Exercise goal = Print exactly the lines from the line with "In the photo above, where can the toothbrush be" to the last line of the data, please, both included.

— START Extracted information —

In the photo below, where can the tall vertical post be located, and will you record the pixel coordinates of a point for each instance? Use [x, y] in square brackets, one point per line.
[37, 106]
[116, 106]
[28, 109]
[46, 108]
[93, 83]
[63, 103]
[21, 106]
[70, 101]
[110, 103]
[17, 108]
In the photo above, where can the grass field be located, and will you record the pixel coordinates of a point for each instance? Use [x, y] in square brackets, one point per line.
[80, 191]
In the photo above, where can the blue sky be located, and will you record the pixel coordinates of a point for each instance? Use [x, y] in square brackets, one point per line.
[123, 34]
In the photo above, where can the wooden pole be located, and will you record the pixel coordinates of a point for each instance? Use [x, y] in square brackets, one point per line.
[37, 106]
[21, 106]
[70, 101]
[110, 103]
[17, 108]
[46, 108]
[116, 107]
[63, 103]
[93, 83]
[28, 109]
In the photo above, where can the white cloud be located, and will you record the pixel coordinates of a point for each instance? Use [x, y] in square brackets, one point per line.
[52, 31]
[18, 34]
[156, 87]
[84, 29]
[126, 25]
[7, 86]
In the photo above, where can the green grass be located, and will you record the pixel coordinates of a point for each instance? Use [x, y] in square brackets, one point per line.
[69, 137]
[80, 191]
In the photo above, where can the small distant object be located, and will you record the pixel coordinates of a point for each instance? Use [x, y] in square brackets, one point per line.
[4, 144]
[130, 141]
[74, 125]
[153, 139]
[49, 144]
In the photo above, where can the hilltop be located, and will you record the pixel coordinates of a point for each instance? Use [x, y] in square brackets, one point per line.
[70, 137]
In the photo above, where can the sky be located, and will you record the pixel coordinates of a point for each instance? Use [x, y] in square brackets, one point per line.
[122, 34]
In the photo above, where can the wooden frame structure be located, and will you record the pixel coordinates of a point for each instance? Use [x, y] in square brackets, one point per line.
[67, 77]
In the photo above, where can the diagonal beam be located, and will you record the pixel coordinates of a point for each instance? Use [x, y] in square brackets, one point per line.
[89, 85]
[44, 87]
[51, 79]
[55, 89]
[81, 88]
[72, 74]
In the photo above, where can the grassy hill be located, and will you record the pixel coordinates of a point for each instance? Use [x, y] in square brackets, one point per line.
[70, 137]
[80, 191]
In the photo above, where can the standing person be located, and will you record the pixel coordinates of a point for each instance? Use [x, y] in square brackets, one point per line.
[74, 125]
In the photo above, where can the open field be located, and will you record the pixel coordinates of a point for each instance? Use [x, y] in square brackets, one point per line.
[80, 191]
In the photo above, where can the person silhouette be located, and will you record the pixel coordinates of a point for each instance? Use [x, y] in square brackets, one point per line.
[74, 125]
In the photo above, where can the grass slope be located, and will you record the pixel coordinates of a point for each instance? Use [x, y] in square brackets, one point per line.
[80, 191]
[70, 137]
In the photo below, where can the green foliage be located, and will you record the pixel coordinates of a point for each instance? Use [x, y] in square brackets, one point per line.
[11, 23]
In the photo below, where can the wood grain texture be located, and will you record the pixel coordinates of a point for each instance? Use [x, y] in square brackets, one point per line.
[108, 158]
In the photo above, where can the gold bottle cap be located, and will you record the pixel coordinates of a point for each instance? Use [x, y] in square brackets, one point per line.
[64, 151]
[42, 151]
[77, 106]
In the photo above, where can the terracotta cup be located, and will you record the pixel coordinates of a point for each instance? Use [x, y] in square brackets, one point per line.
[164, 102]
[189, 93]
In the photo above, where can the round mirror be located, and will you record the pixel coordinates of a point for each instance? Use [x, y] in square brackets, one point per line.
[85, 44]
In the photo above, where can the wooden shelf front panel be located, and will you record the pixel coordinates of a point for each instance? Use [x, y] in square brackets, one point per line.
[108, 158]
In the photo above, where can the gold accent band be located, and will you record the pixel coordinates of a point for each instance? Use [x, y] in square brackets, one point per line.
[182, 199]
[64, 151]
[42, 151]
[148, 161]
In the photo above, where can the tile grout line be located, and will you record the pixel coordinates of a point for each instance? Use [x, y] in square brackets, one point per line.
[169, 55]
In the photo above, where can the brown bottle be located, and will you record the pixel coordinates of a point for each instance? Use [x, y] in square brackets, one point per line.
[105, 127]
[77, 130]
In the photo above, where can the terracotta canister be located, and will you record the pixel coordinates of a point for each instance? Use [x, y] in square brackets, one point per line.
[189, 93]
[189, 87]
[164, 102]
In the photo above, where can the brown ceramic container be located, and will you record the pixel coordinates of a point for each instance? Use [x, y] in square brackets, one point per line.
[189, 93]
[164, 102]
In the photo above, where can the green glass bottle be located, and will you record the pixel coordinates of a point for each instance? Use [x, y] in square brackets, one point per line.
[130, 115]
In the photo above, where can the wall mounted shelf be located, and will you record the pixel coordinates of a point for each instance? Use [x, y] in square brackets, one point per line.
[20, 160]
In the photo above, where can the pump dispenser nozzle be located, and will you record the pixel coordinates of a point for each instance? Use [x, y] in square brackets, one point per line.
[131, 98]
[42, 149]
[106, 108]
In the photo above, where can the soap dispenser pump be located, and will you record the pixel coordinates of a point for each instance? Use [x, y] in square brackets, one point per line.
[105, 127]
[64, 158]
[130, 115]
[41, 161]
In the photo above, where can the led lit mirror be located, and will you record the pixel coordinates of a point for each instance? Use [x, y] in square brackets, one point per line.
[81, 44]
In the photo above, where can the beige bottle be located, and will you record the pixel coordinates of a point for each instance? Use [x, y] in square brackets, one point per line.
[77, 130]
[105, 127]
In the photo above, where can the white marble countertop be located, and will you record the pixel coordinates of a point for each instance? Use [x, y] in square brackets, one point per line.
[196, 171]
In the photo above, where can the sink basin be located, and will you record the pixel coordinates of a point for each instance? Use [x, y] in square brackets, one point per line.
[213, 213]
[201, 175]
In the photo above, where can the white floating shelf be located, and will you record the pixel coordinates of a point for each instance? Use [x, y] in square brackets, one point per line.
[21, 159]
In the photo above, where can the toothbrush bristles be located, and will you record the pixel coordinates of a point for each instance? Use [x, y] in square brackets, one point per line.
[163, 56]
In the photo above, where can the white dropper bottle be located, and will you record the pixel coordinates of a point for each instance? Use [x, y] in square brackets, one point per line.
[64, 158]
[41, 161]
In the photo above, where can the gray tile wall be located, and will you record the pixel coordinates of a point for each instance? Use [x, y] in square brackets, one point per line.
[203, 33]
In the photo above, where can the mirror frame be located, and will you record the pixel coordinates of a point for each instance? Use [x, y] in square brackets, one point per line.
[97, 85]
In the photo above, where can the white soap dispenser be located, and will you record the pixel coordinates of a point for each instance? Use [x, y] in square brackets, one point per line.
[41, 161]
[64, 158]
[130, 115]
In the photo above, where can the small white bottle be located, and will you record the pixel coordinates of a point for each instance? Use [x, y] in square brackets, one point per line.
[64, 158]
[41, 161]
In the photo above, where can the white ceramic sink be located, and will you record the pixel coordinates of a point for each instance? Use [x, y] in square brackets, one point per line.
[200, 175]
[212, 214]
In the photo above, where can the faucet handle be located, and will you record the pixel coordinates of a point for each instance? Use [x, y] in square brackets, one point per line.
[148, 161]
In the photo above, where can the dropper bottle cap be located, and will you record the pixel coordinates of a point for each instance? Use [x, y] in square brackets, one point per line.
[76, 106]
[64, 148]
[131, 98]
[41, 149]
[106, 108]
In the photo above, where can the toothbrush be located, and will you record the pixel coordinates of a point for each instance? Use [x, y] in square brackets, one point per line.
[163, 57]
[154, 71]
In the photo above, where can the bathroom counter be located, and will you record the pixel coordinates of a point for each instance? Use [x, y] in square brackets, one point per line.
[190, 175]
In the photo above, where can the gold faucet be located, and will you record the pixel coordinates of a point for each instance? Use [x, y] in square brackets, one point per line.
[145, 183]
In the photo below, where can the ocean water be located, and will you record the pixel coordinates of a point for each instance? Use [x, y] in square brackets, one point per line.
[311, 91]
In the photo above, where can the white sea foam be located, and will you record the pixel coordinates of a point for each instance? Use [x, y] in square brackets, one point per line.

— END Extracted information —

Finished exercise =
In the photo above, where can the toothbrush be located, and will you record the pixel coordinates of a point for each instance? Use [x, y] in square brackets, one point per line.
[163, 57]
[154, 71]
In the photo above, where can the bathroom counter be located, and will you record the pixel coordinates of a point for each instance? Use [x, y] in square brackets, one point per line.
[190, 175]
In the photo above, where can the gold faucet be located, and will you record the pixel coordinates of a point for each instance? Use [x, y] in square brackets, one point per line.
[145, 183]
In the photo below, where can the ocean water be located, and will you record the pixel coordinates of a point for each instance? Use [x, y] in square brackets, one point per line.
[311, 91]
In the photo above, where can the white sea foam be located, and will you record the pixel coordinates of a point for each instance? Use [x, y] in square brackets, one point per line.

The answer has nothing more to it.